- _Study text_:
= 2023 Tanzania Marburg virus disease outbreak =

The 2023 Tanzania Marburg virus disease outbreak lasted from March until June. It was first reported on 21 March 2023 by the Ministry of Health of Tanzania and the first time that Tanzania reported an outbreak of Marburg virus disease. On 2 June 2023, Tanzania declared the outbreak over.

== Background ==
Marburg virus disease is a viral hemorrhagic fever caused by the Marburg virus, with a case fatality ratio of up to 88 percent. Symptoms are similar to Ebola virus disease and like Ebola, Marburg virus spreads through contact with body fluids of infected people. There are no vaccines or antiviral treatments for Marburg. While there had not been an outbreak in Tanzania, the virus had been identified in neighboring countries and the reservoir, the Egyptian fruit bat, is known to be present there.

== Outbreak ==
On 16 March 2023, the Ministry of Health of Tanzania announced that seven cases and five deaths from an unknown disease had been reported in two villages in Bukoba district, Kagera region, northern Tanzania. The cases were later confirmed as Marburg virus infection and announced as an outbreak on 21 March 2023. Though there is an ongoing outbreak of marburg virus disease in Equatorial Guinea, so far, there is no evidence of an epidemiological link between the two outbreaks.

- _Work request_: From the text about the 2023 Marburg outbreak in Tanzania, extract the passage from "The 2023 Tanzania" up to and including "be present there.". The material that comes next has nothing to do with the text about the Tanzania outbreak.

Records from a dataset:
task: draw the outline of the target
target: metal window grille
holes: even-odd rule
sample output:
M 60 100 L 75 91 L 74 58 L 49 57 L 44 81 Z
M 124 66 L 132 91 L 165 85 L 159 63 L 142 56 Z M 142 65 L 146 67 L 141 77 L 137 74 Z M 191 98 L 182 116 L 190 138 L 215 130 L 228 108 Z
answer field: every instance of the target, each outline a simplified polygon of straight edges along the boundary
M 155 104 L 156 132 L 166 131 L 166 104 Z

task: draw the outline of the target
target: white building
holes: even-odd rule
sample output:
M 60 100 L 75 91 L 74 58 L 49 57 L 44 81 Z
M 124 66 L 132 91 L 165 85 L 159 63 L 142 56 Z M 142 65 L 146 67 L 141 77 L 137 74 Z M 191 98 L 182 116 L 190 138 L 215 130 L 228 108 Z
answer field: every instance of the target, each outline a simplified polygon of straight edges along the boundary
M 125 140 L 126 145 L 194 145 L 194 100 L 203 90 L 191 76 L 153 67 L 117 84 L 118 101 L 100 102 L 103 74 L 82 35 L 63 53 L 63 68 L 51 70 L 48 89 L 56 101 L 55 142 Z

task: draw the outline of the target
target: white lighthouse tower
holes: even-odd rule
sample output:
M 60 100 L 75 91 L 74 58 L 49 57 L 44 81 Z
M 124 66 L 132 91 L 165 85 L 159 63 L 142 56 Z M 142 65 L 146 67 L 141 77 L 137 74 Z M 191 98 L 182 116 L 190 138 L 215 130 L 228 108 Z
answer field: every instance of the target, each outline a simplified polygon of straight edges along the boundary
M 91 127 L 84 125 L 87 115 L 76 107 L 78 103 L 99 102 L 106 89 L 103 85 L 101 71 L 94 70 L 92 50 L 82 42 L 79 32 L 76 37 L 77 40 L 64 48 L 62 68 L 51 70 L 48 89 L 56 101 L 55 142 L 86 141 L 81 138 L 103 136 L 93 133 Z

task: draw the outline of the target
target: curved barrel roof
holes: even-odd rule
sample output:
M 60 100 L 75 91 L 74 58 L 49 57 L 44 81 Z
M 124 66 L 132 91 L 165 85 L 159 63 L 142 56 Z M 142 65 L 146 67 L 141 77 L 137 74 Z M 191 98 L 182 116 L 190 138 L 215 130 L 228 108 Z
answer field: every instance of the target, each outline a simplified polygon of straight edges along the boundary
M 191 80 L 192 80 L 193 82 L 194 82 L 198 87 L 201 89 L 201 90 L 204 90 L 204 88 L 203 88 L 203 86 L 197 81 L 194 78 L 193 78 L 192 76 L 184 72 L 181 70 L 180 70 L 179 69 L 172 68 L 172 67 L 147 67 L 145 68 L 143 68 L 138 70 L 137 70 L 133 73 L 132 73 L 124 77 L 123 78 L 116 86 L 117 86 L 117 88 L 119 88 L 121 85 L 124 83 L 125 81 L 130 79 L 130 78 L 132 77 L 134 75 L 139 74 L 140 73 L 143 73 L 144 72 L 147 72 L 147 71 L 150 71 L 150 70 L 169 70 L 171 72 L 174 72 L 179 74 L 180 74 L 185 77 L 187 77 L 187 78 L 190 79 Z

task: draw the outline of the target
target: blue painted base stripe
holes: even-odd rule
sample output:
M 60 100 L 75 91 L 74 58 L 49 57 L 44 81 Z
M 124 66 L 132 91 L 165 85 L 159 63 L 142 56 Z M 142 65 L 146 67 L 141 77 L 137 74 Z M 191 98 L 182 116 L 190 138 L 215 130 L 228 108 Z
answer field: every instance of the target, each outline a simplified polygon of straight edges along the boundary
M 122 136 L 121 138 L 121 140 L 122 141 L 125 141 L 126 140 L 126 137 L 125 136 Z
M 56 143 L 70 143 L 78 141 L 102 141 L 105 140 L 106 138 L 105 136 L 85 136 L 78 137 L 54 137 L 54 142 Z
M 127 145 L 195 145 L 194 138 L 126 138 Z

- _Completed task_:
The 2023 Tanzania Marburg virus disease outbreak lasted from March until June. It was first reported on 21 March 2023 by the Ministry of Health of Tanzania and the first time that Tanzania reported an outbreak of Marburg virus disease. On 2 June 2023, Tanzania declared the outbreak over.

== Background ==
Marburg virus disease is a viral hemorrhagic fever caused by the Marburg virus, with a case fatality ratio of up to 88 percent. Symptoms are similar to Ebola virus disease and like Ebola, Marburg virus spreads through contact with body fluids of infected people. There are no vaccines or antiviral treatments for Marburg. While there had not been an outbreak in Tanzania, the virus had been identified in neighboring countries and the reservoir, the Egyptian fruit bat, is known to be present there.